I TUOI COMPITI:
a) Nel testo sulla terapia, da quale specialista si suggerisce di farsi visitare anzitutto?
b) Estrai dal testo sulla terapia il passo che inizia con "Forse questa nuova" e termina con "e stare meglio.".

SEZIONE DEL DOCUMENTO:
Tuttavia mi sembra di capire che in un periodo di tempo che appare alquanto lungo per il problema che lei presenta, la relazione col suo curante, anziché migliorare, sia andata perdendo in fiducia e in chiarezza.
Addirittura lei non chiede al curante per quale ragione ritiene utile farle consultare un altro professionista, e si sente confuso anziché rassicurato da tutte le sue parole, compreso il riferimento alla "dipendenza affettiva" dalla partner, che anziché un aiuto verso la guarigione si sta rivelando un fattore aggravante del suo stato d'ansia.
Io propenderei per farla visitare anzitutto da un gastroenterologo che le fornisca una dieta e delle norme alimentari idonee a ridurre il suo "mal di pancia".
Eviterei inoltre di rimandare i suoi disturbi a cause esterne, nel passato (la relazione coi genitori) e nel presente (la compagna), per cominciare a fare centro sulle sue risorse personali nell'oggi.
Forse questa nuova visione può cercarla anche da solo in sé stesso, dopo un anno e mezzo di terapia; oppure in un terapeuta di diverso orientamento metodologico rispetto a quello di adesso. L'importante è che lei affronti con sincerità e fiducia una relazione terapeutica che deve farla crescere in sicurezza personale e stare meglio.
Ci tenga al corrente; buone cose.

Prof.ssa Anna Potenza (RM) gairos1971@gmail.com

[#2]
dopo
Utente
Utente
Buongiorno Dottoressa,la ringrazio in anticipo per la sua risposta.

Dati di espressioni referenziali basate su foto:
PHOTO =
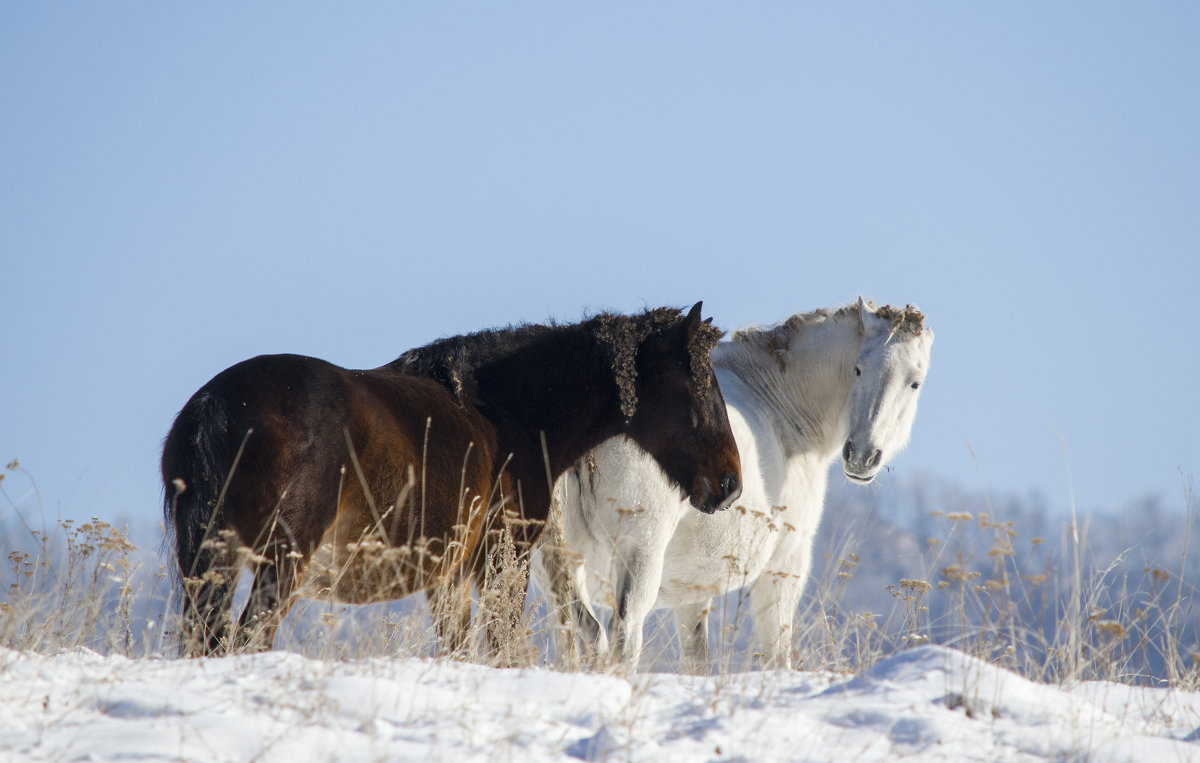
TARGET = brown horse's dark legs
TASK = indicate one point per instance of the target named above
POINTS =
(270, 598)
(208, 599)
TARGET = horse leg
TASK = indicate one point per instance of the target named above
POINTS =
(691, 624)
(270, 598)
(562, 578)
(637, 588)
(773, 599)
(208, 600)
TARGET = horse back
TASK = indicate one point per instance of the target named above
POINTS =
(299, 442)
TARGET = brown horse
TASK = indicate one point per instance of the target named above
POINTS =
(373, 485)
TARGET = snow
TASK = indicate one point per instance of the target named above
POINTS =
(928, 703)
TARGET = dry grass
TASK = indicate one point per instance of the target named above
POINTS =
(977, 586)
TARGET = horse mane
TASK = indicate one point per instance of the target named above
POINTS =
(453, 361)
(775, 338)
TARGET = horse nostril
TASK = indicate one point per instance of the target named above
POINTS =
(730, 485)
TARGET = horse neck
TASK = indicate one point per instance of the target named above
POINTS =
(803, 384)
(557, 394)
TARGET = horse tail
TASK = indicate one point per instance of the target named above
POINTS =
(196, 463)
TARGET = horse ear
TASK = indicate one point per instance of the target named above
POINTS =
(693, 320)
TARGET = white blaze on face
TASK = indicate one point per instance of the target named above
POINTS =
(882, 406)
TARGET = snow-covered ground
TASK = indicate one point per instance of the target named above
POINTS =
(928, 703)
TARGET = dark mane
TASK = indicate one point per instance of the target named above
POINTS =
(454, 361)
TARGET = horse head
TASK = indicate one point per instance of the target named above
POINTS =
(678, 414)
(888, 372)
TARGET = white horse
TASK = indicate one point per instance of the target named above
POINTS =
(798, 395)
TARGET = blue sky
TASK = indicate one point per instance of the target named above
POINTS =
(183, 187)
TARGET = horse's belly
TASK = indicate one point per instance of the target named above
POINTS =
(369, 574)
(711, 556)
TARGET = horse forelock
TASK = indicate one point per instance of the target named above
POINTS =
(906, 320)
(622, 335)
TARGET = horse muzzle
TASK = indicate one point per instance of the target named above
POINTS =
(861, 466)
(709, 500)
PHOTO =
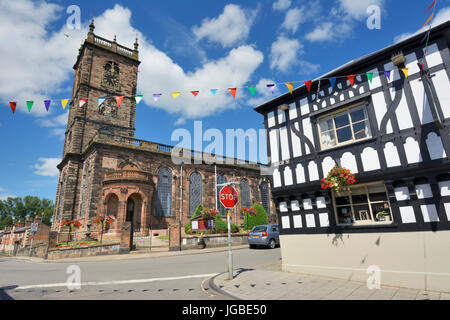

RISPOSTE ALLE ATTIVITÀ:
a) Da un gastroenterologo, che fornisca una dieta e delle norme alimentari idonee a ridurre il "mal di pancia".

b)
Forse questa nuova visione può cercarla anche da solo in sé stesso, dopo un anno e mezzo di terapia; oppure in un terapeuta di diverso orientamento metodologico rispetto a quello di adesso. L'importante è che lei affronti con sincerità e fiducia una relazione terapeutica che deve farla crescere in sicurezza personale e stare meglio.